◆ **REQUIREMENTS**
1. According to the hypothesis testing study guide below, how much of the stats paper on the GCSE/A-Level exam is this topic worth?
2. From the hypothesis testing study guide below, retype the passage starting with "Study Guide: How" and going on through "500+ global exams.".

◆ **TEXT EXTRACT**
-=-=-
Fatskills
Practice. Master. Repeat.
Study Guide: How to Solve: Hypothesis Testing (One- and Two-Tailed Tests, p-Values, Critical Regions)
Source: https://www.fatskills.com/gcse-math/chapter/how-to-solve-hypothesis-testing-one-and-two-tailed-tests-p-values-critical-regions

How to Solve: Hypothesis Testing (One- and Two-Tailed Tests, p-Values, Critical Regions)

By Fatskills Exam Guides Team — the exam nerds behind 28,500+ quizzes and 2.1M practice questions across 500+ global exams.

⏱️ ~5 min read

How to Solve: Hypothesis Testing (One- and Two-Tailed Tests, p-Values, Critical Regions)

GCSE / A-Level Maths


Introduction

"Mastering hypothesis testing lets you prove—with maths—whether a new drug works, a coin is biased, or a school’s exam results are truly improving. On your GCSE/A-Level exam, this topic is worth 10-15% of your stats paper—and one wrong step can cost you 5+ marks. Today, you’ll learn the exact method to solve any hypothesis test question, step by step."
-=-=-
◆ **DATASET ROWS**
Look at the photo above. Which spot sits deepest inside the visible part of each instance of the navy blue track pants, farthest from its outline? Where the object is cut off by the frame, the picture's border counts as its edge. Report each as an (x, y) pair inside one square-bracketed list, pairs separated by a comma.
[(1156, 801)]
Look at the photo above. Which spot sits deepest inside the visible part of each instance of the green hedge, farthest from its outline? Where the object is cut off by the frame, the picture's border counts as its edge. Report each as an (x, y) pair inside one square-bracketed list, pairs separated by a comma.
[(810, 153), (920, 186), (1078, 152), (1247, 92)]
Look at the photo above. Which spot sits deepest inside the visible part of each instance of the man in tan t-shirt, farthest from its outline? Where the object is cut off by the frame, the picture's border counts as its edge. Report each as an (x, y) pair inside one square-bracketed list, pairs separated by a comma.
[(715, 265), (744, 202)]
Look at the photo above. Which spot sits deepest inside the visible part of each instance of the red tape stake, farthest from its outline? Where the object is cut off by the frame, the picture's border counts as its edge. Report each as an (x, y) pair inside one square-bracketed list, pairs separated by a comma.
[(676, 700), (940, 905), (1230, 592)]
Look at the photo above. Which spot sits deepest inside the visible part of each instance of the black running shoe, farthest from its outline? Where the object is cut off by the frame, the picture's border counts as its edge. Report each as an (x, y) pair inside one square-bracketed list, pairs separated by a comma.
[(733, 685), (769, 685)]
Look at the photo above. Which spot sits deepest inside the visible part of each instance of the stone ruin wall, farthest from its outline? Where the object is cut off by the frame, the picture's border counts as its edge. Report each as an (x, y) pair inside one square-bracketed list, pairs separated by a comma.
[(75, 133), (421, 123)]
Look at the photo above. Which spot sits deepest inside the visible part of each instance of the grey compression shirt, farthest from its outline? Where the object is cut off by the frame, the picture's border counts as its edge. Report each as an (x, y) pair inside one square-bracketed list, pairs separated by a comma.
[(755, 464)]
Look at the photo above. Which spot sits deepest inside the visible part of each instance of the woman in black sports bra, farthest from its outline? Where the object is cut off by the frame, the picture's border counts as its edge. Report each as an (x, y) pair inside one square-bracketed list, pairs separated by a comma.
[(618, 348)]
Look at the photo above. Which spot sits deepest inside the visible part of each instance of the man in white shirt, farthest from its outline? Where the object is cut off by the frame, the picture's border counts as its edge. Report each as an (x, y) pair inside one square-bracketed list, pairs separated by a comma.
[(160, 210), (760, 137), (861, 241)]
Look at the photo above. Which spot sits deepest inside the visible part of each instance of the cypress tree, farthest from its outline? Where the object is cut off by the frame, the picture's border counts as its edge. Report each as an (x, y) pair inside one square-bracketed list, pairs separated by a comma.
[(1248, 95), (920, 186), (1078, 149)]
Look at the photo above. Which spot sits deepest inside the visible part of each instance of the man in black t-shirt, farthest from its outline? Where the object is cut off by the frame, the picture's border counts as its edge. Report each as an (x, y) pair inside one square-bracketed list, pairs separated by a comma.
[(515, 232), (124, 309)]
-=-=-
◆ **EXPECTED OUTPUTS**
1. 10-15% of the stats paper

2.
Study Guide: How to Solve: Hypothesis Testing (One- and Two-Tailed Tests, p-Values, Critical Regions)
Source: https://www.fatskills.com/gcse-math/chapter/how-to-solve-hypothesis-testing-one-and-two-tailed-tests-p-values-critical-regions

How to Solve: Hypothesis Testing (One- and Two-Tailed Tests, p-Values, Critical Regions)

By Fatskills Exam Guides Team — the exam nerds behind 28,500+ quizzes and 2.1M practice questions across 500+ global exams.